> [Textausschnitt]:
------------------------------------------------------------

Das sind doch gerade mal zehn Minuten mit dem Rad – von Tür zu Tür. Ohne jegliche Motor-Unterstützung. Wie lange benötige ich für drei Kilometer mit dem Pkw – von Tür zu Tür? Und wie hoch ist inzwischen der Pendelec-Anteil unter den Radfahrenden (Pendlern)? Wo liegt bei denen die Schmerzgrenze für die “maximale Reichweite für Radverkehre”? Drei Kilometer? Die sind ja selbst für einen unmotorisierten Kurzstreckenpendler wie mich ein Witz!
Vielleicht bekämen ja noch mehr Menschen Gefallen daran, per Fuß, Bus und Rad zur Arbeit und Schule zu pendeln, wenn die Verkehrsplanung es ihnen sicher, komfortabel und schnell ermöglichen würde? Und wenn ihnen gleichzeitig das Kurzstreckenfahren mit dem Pkw weniger attraktiv gestaltet würde – bspw. durch angemessene Parkgebühren, ein in die Zukunft gerichtetes Parkraumkonzept etc.? Push&Pull!
Batterie & Brennstoffzelle:
Die schöne neue Autowelt!
Unabhängig von der Frage, ob Düren das selbst gesetzte Ziel erreicht und entgegen dem Bundestrend jährlich weniger Kfz auf die Straßen bringt, könnte man auch mal die Frage nach der Fragwürdigkeit der E- und Wasserstoff-Auto-Förderung stellen.

------------------------------------------------------------

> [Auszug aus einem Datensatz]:
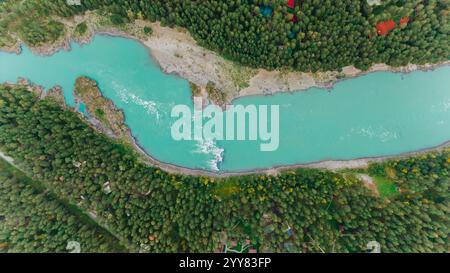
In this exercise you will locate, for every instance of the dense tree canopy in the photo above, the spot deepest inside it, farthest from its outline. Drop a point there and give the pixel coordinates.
(155, 211)
(34, 220)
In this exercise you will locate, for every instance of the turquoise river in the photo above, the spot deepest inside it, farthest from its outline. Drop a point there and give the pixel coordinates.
(375, 115)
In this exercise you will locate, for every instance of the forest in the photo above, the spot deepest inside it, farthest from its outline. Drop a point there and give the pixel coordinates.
(315, 35)
(149, 210)
(34, 220)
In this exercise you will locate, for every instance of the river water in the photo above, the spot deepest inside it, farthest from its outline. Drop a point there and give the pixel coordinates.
(373, 115)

------------------------------------------------------------

> [Aufgabenstellung]:
a - Beantworte die folgenden Fragen zum Text über das Radpendeln.
(i) Wie viele Minuten dauert die genannte Strecke mit dem Rad von Tür zu Tür?
(ii) Welche zwei Beispiele nennt der Text, um das Kurzstreckenfahren mit dem Pkw weniger attraktiv zu gestalten?
(iii) Welche Förderung wird am Ende des Textes als fragwürdig bezeichnet?
b - Führe den Text über das Radpendeln im Anschluss an seinen letzten Satz fort.

> [Erwartete Lösungen]:
a -
(i) Zehn Minuten.
(ii) Angemessene Parkgebühren und ein in die Zukunft gerichtetes Parkraumkonzept.
(iii) Die Förderung von E- und Wasserstoff-Autos.

b -
Wenn es um Radverkehr geht, wird ja gerne argumentiert: “Da fahren ja eh so wenige, wieso sollte man die auch noch fördern?” Siehe bspw. AfDP-Argumentation bzgl. der Radfahrer-Paradiese “Am Großen Tal” und GRS Veldener Straße. Könnte man ja auch mal bei E-Autos, die genau so viel innerstädtischen Platz fressen wie Verbrenner und genau dieselben Unfälle erzeugen, machen. Beispielsweise bzgl. kostenlosem Parken:
Im Kreis Düren sind gerade mal 3,3% Pkw mit “alternativen Antrieben” angemeldet. Die überwiegende Mehrzahl davon sind auch noch Halb-Verbrenner, also Hybridfahrzeuge. Und diese sind mit großer Wahrscheinlichkeit in Besitz von Menschen, die sich diese nicht ganz günstige Fahrzeugklasse offensichtlich leisten können (oder zumindest wollen). Vermutlich gerne auch noch als Zweit-Auto… Wen genau fördert die Stadt da eigentlich mit dem sozial-ökologischen Freiparkversprechen für “E-Autos”?
Kreis Düren:
Einwohner: 263.722
Zugelassene Pkw: 162.299 (194.904 Motorisierte gesamt)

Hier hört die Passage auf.